*** EXCERPT PROVIDED ***
This week, it received zero.
Health department public administrator Ed Dzedzy shared that fact with the Lincoln County Commissioners Feb. 1, noting that Lincoln Hospital was expected to receive 100 doses Feb. 4 as of press time, but none were allocated to the health department.
“It’s frustrating when the news touts the mass vaccination clinics and the 3,000 doses,” Dzedzy told the commissioners. “It leaves rural counties behind.”
The department has been vaccinating EMS and fire first responders, law enforcement, public health workers, behavior health crisis responders, high risk school staff and senior living residents and workers. Lincoln Hospital, meanwhile, has been vaccinating hospital healthcare workers and EMS, in-patients, while Odessa Hospital has vaccinated its staff and patients, as well as senior living residents and Odessa School high risk staff.
The county needs to vaccinate roughly 6,000 people to reach 70% vaccination levels that state and federal leadership often discusses. If and when Lincoln Hospital successfully distributes all 100 shots it is scheduled to receive, 1,000 shots will have been given in the county total.
But the health department doesn’t find out how many doses it’ll receive in a week until the Friday before or Monday of. It makes planning who can receive the vaccine next difficult, Dzedzy lamented.
“I want to say we can move quickly, but I don’t know how quickly it’s going to happen,” he said. “We can get the job done if we’ve got the vaccine to do it.”
The health department applied to receive 300 doses this week, but the state’s allotment delivered a goose egg.
Dzedzy said the health department is still looking into mass vaccination clinics if it can receive the necessary dosage, which would likely occur first in Reardan and Odessa.
“They’re getting hit the hardest right now,” Dzedzy said. “We want to hit Wilbur, Almira and Creston too, but the other two are more at-risk right now.”
*** End of EXCERPT PROVIDED ***
*** SUPPLIED ENTRIES ***
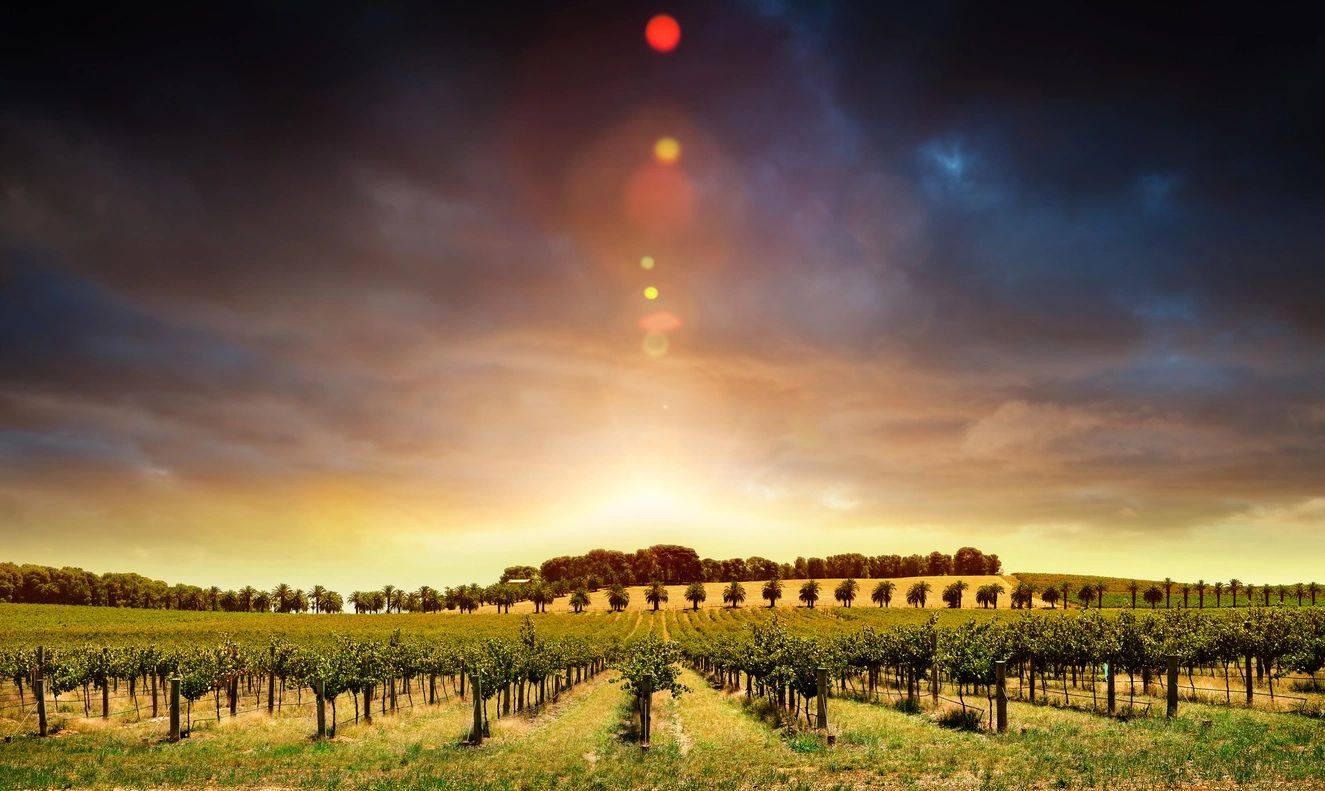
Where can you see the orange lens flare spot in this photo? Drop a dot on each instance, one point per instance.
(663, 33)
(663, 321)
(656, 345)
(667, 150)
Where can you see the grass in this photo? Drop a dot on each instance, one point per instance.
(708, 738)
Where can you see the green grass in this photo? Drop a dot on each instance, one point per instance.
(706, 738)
*** End of SUPPLIED ENTRIES ***
From the excerpt on vaccine doses in Lincoln County, reproduce the passage starting at "This week, it" up to and including "the health department.".

This week, it received zero.
Health department public administrator Ed Dzedzy shared that fact with the Lincoln County Commissioners Feb. 1, noting that Lincoln Hospital was expected to receive 100 doses Feb. 4 as of press time, but none were allocated to the health department.